■ **Set of tasks**
1/ Copy the article about Taiwan's chip makers from "Silicon Gold Rush" to "Chinese electronics market." word for word.
2/ Write the next part of the article about Taiwan's chip makers in China, picking up after its last sentence.

■ **Passage**

[Start]

Silicon Gold Rush

Taiwan’s chip makers can’t resist the lure of China, the world’s largest consumer of semiconductors

11 min read
Photo of  the Taiwan Semiconductor Manufacturing Co's newest plant, in the Songjiang suburb of Shanghai, China.
A Piece of the Action: Last year, the Taiwan Semiconductor Manufacturing Co. opened the doors of its newest plant, in the Songjiang suburb of Shanghai, China, giving its customers greater access to the huge Chinese electronics market.
Photo: TSMC

In just 15 years, the farmland of the Pudong district of Shanghai has disappeared under gleaming skyscrapers, monuments to, among other things, the fastest-growing semiconductor industry in the world. Within this charmed circle, the fastest-growing start-up is Semiconductor Manufacturing International Corp. (SMIC). In the five years since its founding, it has become the leading chip maker in China, the next big chip-making power in the world.

Ironically, China’s ascendance in semiconductors is almost entirely attributable to assistance from Taiwanese technologists. SMIC itself was founded by a Chinese-American raised in Taiwan, and many of its employees are from Taiwan. Hundreds of them, just weeks off the airplane, are bedding down in the company’s massive employee community, complete with gym, supermarket, beauty parlors, and a school for 1200 children.

[End]

■ **Information shown**
[Start]

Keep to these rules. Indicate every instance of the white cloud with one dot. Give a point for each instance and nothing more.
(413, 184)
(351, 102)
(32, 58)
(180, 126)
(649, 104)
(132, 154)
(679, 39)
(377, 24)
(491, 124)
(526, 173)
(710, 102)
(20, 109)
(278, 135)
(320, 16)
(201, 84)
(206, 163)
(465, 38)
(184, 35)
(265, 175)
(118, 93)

[End]

■ **Task results**
1/
Silicon Gold Rush

Taiwan’s chip makers can’t resist the lure of China, the world’s largest consumer of semiconductors

11 min read
Photo of  the Taiwan Semiconductor Manufacturing Co's newest plant, in the Songjiang suburb of Shanghai, China.
A Piece of the Action: Last year, the Taiwan Semiconductor Manufacturing Co. opened the doors of its newest plant, in the Songjiang suburb of Shanghai, China, giving its customers greater access to the huge Chinese electronics market.

2/
SMIC is not the only foundry with roots in Taiwan that has set up shop here. A report by a U.S. chip industry group, the Semiconductor Industry Association, in San Jose, Calif., estimated that in the second half of 2001 alone, more than 3000 engineers left Taiwan to work in China’s semiconductor industry. Far more have evidently arrived since then. In Pudong, where three of SMIC’s foundries started operation two years ago, the Minnan dialect of Taiwan can be heard in local bars and restaurants.

You’d think the outflow of expertise from Taiwan to the mainland would make the Taiwanese very, very afraid. After all, they invented the foundry model—the manufacture under contract of chips by one company for another—and their government has spent hugely on incentives to secure so much of the global market.

The idea was for the foundries to grow, even at a loss, in order to attain economies of scale that would deter others from entering the business. And so far, the plan has worked. Taiwan controls nearly two-thirds of the worldwide sales of the US $20 billion foundry business, a business that is nearly a tenth of global chip sales. What’s more, the fraction of chips made in foundries is projected to grow steadily for years to come.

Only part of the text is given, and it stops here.